Exercise text
---------------

The outside world may choke on our paper someday, but not when its economies are failing faster than ours. German orders for manufactured goods in January fell 38% from the prior year, its exports down 21%. China is trying domestic stimulus but lives on exports which are dropping at a 40% annual pace, its trade surplus down 87%.
Here we got a bounce in oversold stocks, and retail sales flattened, but last week another 650,000 people filed for unemployment benefits. In January, bellwether California’s unemployment reached 10.1%.
The absence of signs of bottom is not so troubling -- everyone knows that it will take a while -- it is the absence of evident bottoming mechanism that bugs people.
Under the government blanket a lot of wrestling is going on, but damned if we can tell who is on top, or even who is under there.
Mr. Obama appears completely pre-occupied by his out-year social agenda, sent forth by handlers or his own still-developing instinct to say peculiar things: yesterday persisting that we overreact to daily news: “A little bad, and ooohh we’re down on the dumps... Things are not as bad as we think.” Does he really believe that, or think he can make it so by saying so, or is he playing for time?
David Smick, the well-connected non-ideologue author of “The World Is Curved,” wrote in the Washington Post that Geithner has “a three-pronged approach, delay, delay, and delay in the hope that somebody comes up with a breakthrough.”
The NYTimes’ David Brooks and Tom Friedman, Rightie and Leftie respectively, both wrote this week to remark on the bi-partisan failure to notice an emergency.
Perfesser Bernanke this week spoke of the “worst financial crisis since the 1930s,” and for the third time in two weeks: “Until we stabilize the financial system, a sustainable economic recovery will remain out of reach.” To whom is he speaking? To us? To Congress? To the President? Got us, but evidently the system is not stable.
Larry Summers, the administration’s economic eminence grise, spoke today without any sense of urgency: “...Secretary Geithner will be detailing in the weeks ahead.” Weeks? How many, now? Then with his best, soft, I’m-smarter-than-all-of-you smile suggested this unpleasantness will pass with normal, cyclical return of demand. He expressed faith in assistance by the mortgage GSEs, apparently unaware of their stingy dysfunction. Bright as he is, it is odd not to perceive and touch the anxiety out here.

---------------

Data excerpts
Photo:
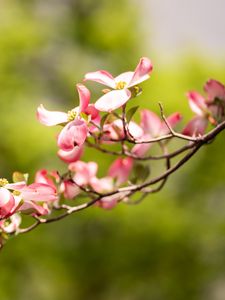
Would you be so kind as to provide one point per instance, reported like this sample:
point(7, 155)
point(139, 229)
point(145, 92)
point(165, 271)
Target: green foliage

---------------

Instructions for the task
Copy word for word the stretch of the economy commentary from "The outside world" through "is under there.".

Exercise solution
The outside world may choke on our paper someday, but not when its economies are failing faster than ours. German orders for manufactured goods in January fell 38% from the prior year, its exports down 21%. China is trying domestic stimulus but lives on exports which are dropping at a 40% annual pace, its trade surplus down 87%.
Here we got a bounce in oversold stocks, and retail sales flattened, but last week another 650,000 people filed for unemployment benefits. In January, bellwether California’s unemployment reached 10.1%.
The absence of signs of bottom is not so troubling -- everyone knows that it will take a while -- it is the absence of evident bottoming mechanism that bugs people.
Under the government blanket a lot of wrestling is going on, but damned if we can tell who is on top, or even who is under there.